- Articolo:
::::::::

Negli ultimi anni si sono avute, potremmo dire con un certo understatement, varie novità nei movimenti che concorrono a definire il quadro politico del mondo occidentale. Virtualmente chiunque avrà sentito parlare di ondata populista, pericolo populista, populismo, eccetera. Molti, probabilmente, si saranno sentiti un po’ male in arnese nel decodificare correttamente un termine talmente ambiguo – alcuni si saranno anche posti la legittima domanda se sia così terribile essere populisti ovverosia richiamarsi al popolo. La confusione sorge non soltanto da tale domanda, ma anche dal fatto che nel discorso dominante il termine populismo sembra riferirsi in aggregato a formazioni diverse, appartenenti ai due capi opposti dello spettro politico (destra/sinistra) o che addirittura da esso si autoescludono e se ne proclamano estranee.

Lasciando per il momento da parte i populismi “di destra”, guardiamo a quelli “di sinistra”. A prima vista il campione risulta piuttosto limitato, con presenze significative soltanto in Francia (La France insoumise) e in Spagna (Podemos). In altri Paesi questa sensibilità politica è rappresentata o da partiti di piccole dimensioni (ad esempio Razem in Polonia) oppure da tendenze interne a partiti che aderiscono a un’ideologia socialista (ad esempio Syriza in Grecia). Le caratteristiche peculiari di questo populismo di sinistra – per brevità: podemismo – appaiono:

a. Il favore che incontrano presso le fasce giovanili dell’elettorato, in contrasto con il discredito riservato ad alcuni partiti della tradizionale sinistra “novecentesca” (socialdemocratica o comunista) i quali si mantengono invece insediati presso le fasce di età più avanzate.

b. La critica alla globalizzazione, muovendosi però nel solco del movimento alter-globalista di inizio millennio: ovvero non rifiutando l’unificazione mondiale garantita dalla rete Internet e dagli accordi di circolazione, bensì chiedendo di affiancare alla globalizzazione delle merci la globalizzazione dei diritti.

c. Collegato al precedente, la predilezione per una politica di confini aperti e di accoglienza cosmopolita nei confronti dei migranti, in opposizione diretta al comunitarismo etnico e xenofobo proprio dei “populismi di destra”.

d. La critica alla democrazia rappresentativa sedimentatasi in Europa dopo le rivoluzioni democratico-borghesi dei secoli XVIII e XIX, l’adozione del suffragio universale tra i secoli XIX e XX, la scelta democratica determinata dall’esito della Seconda guerra mondiale. Il modello a cui il podemismo si richiama è quello, invece, della democrazia diretta, che garantirebbe la partecipazione immediata e personale di tutti i cittadini.

e. La critica alla diseguale distribuzione della ricchezza, che costituisce il perno dell’intera visione economica.

f. La visione dei processi di automazione industriale e informatica quali distruttori permanenti di occupazione.

g. Dipendente dalle due precedenti, la proposta di introdurre forme reddituali collegate alla condizione di cittadinanza, le quali costituirebbero una difesa contro la povertà che il ristagno occupazionale farebbe altrimenti dilagare.

::::::::

- Dati registrati:
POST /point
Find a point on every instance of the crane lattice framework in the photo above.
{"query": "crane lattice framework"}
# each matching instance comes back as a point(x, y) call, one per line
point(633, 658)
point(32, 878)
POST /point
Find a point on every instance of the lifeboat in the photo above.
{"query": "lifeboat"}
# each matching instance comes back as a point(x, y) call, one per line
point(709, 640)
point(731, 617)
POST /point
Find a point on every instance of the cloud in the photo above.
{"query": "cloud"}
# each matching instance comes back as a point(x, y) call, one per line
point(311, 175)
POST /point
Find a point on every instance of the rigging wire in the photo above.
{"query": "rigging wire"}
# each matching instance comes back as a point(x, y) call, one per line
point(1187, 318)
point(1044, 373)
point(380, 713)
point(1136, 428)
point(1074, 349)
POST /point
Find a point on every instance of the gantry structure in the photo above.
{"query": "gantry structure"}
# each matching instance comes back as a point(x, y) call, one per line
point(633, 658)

::::::::

- Attività da svolgere:
(a) Traduci in inglese questa frase dell'articolo sul populismo: "A prima vista il campione risulta piuttosto limitato, con presenze significative soltanto in Francia (La France insoumise) e in Spagna (Podemos)."
(b) Trascrivi senza alcuna modifica il passo dell'articolo sul populismo che va dalle parole "c. Collegato al" giù fino alle parole "permanenti di occupazione.".
Il materiale non ha alcun legame con l'articolo sul populismo.

- Soluzioni:
(a) At first glance the sample appears rather limited, with significant presences only in France (La France insoumise) and in Spain (Podemos).

(b)
c. Collegato al precedente, la predilezione per una politica di confini aperti e di accoglienza cosmopolita nei confronti dei migranti, in opposizione diretta al comunitarismo etnico e xenofobo proprio dei “populismi di destra”.

d. La critica alla democrazia rappresentativa sedimentatasi in Europa dopo le rivoluzioni democratico-borghesi dei secoli XVIII e XIX, l’adozione del suffragio universale tra i secoli XIX e XX, la scelta democratica determinata dall’esito della Seconda guerra mondiale. Il modello a cui il podemismo si richiama è quello, invece, della democrazia diretta, che garantirebbe la partecipazione immediata e personale di tutti i cittadini.

e. La critica alla diseguale distribuzione della ricchezza, che costituisce il perno dell’intera visione economica.

f. La visione dei processi di automazione industriale e informatica quali distruttori permanenti di occupazione.